**Records of labeled boxes:**
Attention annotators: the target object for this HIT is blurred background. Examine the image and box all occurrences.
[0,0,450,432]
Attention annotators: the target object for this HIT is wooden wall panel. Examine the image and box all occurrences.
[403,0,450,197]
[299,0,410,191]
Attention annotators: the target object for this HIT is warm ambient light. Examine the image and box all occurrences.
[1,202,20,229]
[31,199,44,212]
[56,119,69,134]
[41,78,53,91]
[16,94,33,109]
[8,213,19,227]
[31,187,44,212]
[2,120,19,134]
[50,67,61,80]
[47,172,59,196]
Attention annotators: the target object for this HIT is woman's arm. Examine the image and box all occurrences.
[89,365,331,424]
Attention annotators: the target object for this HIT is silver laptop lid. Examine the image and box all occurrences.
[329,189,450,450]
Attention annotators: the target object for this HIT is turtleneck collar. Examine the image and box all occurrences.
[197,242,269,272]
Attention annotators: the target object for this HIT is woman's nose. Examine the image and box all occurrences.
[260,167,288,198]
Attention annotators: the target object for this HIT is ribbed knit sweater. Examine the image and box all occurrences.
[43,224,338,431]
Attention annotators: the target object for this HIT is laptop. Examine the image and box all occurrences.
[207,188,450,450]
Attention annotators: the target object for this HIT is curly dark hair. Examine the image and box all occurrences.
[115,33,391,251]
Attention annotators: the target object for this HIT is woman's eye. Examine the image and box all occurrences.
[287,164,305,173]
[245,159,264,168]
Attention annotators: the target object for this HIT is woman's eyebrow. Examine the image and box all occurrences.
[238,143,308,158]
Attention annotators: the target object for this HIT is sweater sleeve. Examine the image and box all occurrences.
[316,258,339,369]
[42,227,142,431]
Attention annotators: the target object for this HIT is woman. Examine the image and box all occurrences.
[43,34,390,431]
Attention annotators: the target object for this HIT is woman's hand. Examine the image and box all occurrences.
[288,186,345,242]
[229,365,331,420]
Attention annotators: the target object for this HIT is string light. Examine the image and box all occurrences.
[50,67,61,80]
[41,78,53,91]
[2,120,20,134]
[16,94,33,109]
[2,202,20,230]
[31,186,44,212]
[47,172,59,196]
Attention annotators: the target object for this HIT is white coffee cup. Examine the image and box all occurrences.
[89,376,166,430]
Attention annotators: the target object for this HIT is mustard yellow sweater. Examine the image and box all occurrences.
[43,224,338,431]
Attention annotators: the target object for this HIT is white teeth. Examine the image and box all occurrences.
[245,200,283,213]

**What you need to do:** Rewrite all of the lines above as a Markdown table with the columns "Row" and "Line text." Number each row, and leave out any blank lines.

**Solution:**
| Row | Line text |
|---|---|
| 1 | Attention annotators: the target object for this HIT is blurred background. Examine the image and box all occurrences. |
| 2 | [0,0,450,432] |
| 3 | Attention annotators: the target object for this HIT is wooden wall panel. Examine the image and box all occurrences. |
| 4 | [403,0,450,197] |
| 5 | [299,0,410,191] |
| 6 | Attention annotators: the target object for this HIT is warm ambient light. Examine the image and box all occurrences. |
| 7 | [1,202,20,229] |
| 8 | [31,199,44,212] |
| 9 | [56,119,69,134] |
| 10 | [41,78,53,91] |
| 11 | [16,94,33,109] |
| 12 | [8,213,19,227] |
| 13 | [31,187,44,212] |
| 14 | [2,120,19,134] |
| 15 | [50,67,61,80] |
| 16 | [47,172,59,196] |
| 17 | Attention annotators: the target object for this HIT is woman's arm. Examine the image and box all occurrences. |
| 18 | [89,365,331,424] |
| 19 | Attention annotators: the target object for this HIT is silver laptop lid. Examine the image and box all occurrences. |
| 20 | [329,189,450,450] |
| 21 | Attention annotators: the target object for this HIT is turtleneck collar. Examine the image and box all occurrences. |
| 22 | [197,242,269,272] |
| 23 | Attention annotators: the target object for this HIT is woman's nose. Examine the image and box all occurrences. |
| 24 | [260,167,288,198] |
| 25 | Attention annotators: the target object for this HIT is ribbed knit sweater. Examine the image and box all occurrences. |
| 26 | [43,224,338,431] |
| 27 | Attention annotators: the target object for this HIT is laptop. Examine the image and box all occurrences. |
| 28 | [207,188,450,450] |
| 29 | Attention annotators: the target object for this HIT is curly dark hair. Examine the image and box all occurrences. |
| 30 | [115,33,391,251] |
| 31 | Attention annotators: the target object for this HIT is woman's eye. Examine the image and box all occurrences. |
| 32 | [287,164,305,173] |
| 33 | [245,159,264,168] |
| 34 | Attention annotators: the target object for this HIT is woman's eyebrow. Examine the image and box all occurrences. |
| 35 | [238,143,308,158] |
| 36 | Attention annotators: the target object for this HIT is sweater sleeve. Examine the image and box all occurrences. |
| 37 | [316,258,339,369] |
| 38 | [42,227,142,431] |
| 39 | Attention annotators: the target object for this HIT is woman. Examine the image and box all occurrences. |
| 40 | [43,34,390,431] |
| 41 | Attention annotators: the target object for this HIT is woman's hand. Examine the image and box all occurrences. |
| 42 | [288,186,345,242] |
| 43 | [229,365,331,420] |
| 44 | Attention annotators: the target object for this HIT is string light. Examine the image and box all occurrences. |
| 45 | [50,67,61,80] |
| 46 | [41,78,53,91] |
| 47 | [2,120,20,134] |
| 48 | [16,94,33,109] |
| 49 | [2,202,20,230] |
| 50 | [31,186,44,212] |
| 51 | [47,172,59,196] |
| 52 | Attention annotators: the target object for this HIT is white coffee cup. Examine the image and box all occurrences. |
| 53 | [89,376,166,430] |
| 54 | Attention annotators: the target object for this HIT is mustard yellow sweater. Examine the image and box all occurrences. |
| 55 | [43,224,338,431] |
| 56 | Attention annotators: the target object for this HIT is white teeth. Examine the image and box all occurrences. |
| 57 | [245,200,283,213] |